STUDY QUESTIONS:
a - For each statement below, state whether it agrees with the report on sleep and insulin sensitivity, answering yes or no and quoting the words of the report that decide it. (i) The researchers recruited nine healthy participants. (ii) This study is the first to show that several nights of shorter sleep can impair glucose tolerance. (iii) The night of partial sleep lasted only about 4 hours.
b - Extend the report on sleep and insulin sensitivity, beginning after its final sentence.

TEXT PROVIDED:
▼

You can a read paper on the study, led by Dr Esther Donga of Leiden University Medical Center, which is about to be published in the May print issue of The Endocrine Society’s Journal of Clinical Endocrinology & Metabolism, JCEM, in an early online April issue of the journal.
Donga told the press that over the last ten years the average night’s sleep in western societies has shortened, coinciding with a rise in cases of insulin resistance and type 2 diabetes. These findings suggest this may be more than a coincidence, and that:
“… a short night of sleep has more profound effects on metabolic regulation than previously appreciated,” said Donga.
Other studies have already shown that several nights of shorter sleep can lead to impaired glucose tolerance, but this is the first to show insulin sensitivity can change after only one night of partial sleep.
For their study, Donga and colleagues recruited 9 healthy participants, and measured their insulin sensitivy following one night of about 8 hours of normal sleep and again following one night of only 4 hours of partial sleep.
They measured the participants’ insulin sensitivity using the “hyperinsulinemic euglycemic clamp method” which infuses glucose and insulin into the bloodstream via catheters and allows you to work out how much glucose is necessary to compensate for an increased insulin level without causing hypoglycemia.

▲

INFORMATION PROVIDED:
▼

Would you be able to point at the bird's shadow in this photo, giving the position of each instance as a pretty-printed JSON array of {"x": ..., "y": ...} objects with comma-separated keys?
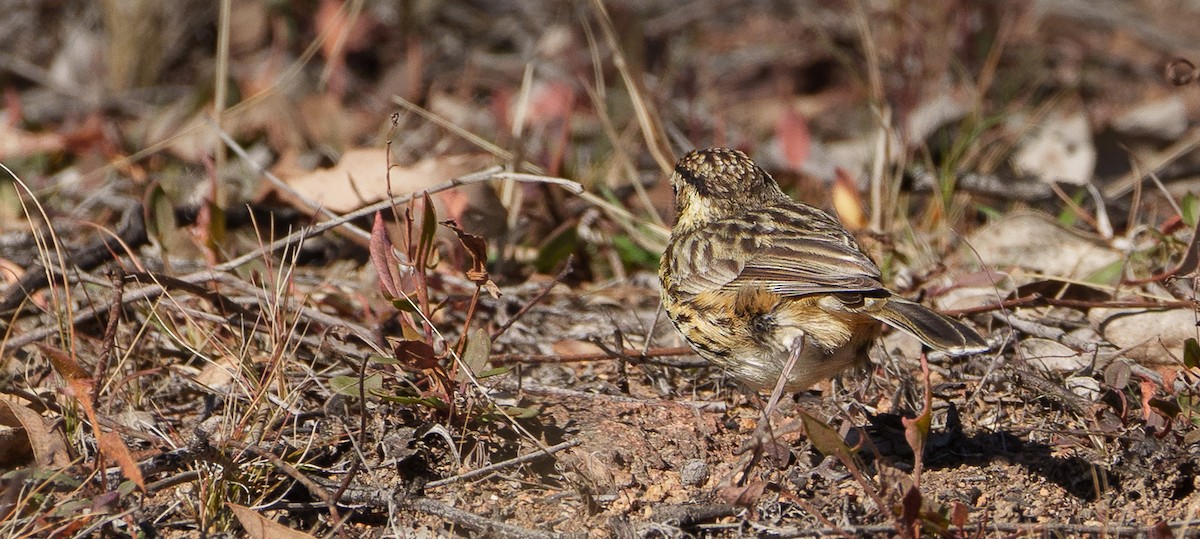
[{"x": 951, "y": 448}]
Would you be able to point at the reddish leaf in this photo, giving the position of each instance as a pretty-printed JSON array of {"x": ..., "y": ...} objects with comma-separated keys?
[
  {"x": 743, "y": 496},
  {"x": 792, "y": 131},
  {"x": 382, "y": 259},
  {"x": 417, "y": 355},
  {"x": 911, "y": 509},
  {"x": 959, "y": 514}
]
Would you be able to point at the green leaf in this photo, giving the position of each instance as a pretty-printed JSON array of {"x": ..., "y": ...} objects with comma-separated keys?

▲

ANSWERS BY ITEM NUMBER:
a -
(i) Yes: "Donga and colleagues recruited 9 healthy participants"
(ii) No: "Other studies have already shown that several nights of shorter sleep can lead to impaired glucose tolerance"
(iii) Yes: "one night of only 4 hours of partial sleep"

b -
Donga said their results suggest that day to day insulin sensitivity is not fixed in healthy people, but depends on how much sleep they have had the previous night.
“In fact it is tempting to speculate that the negative effects of multiple nights of shortened sleep on glucose tolerance can be reproduced, at least in part, by just one sleepless night,” she added.
Prompted by their findings the researchers suggested further investigations should be done to find out whether improving sleep duration could help stabilize glucose levels in patients with diabetes.
“A Single Night of Partial Sleep Deprivation Induces Insulin Resistance in Multiple Metabolic Pathways in Healthy Subjects.”
Esther Donga, Marieke van Dijk, J. Gert van Dijk, Nienke R. Biermasz, Gert-Jan Lammers, Klaas W. van Kralingen, Eleonara P. M. Corssmit, and Johannes A. Romijn
J. Clin. Endocrinol. Metab., Rapid Electronic Publication first published on Apr 6, 2010 as doi:10.1210/jc.2009-2430
Source: The Endocrine Society.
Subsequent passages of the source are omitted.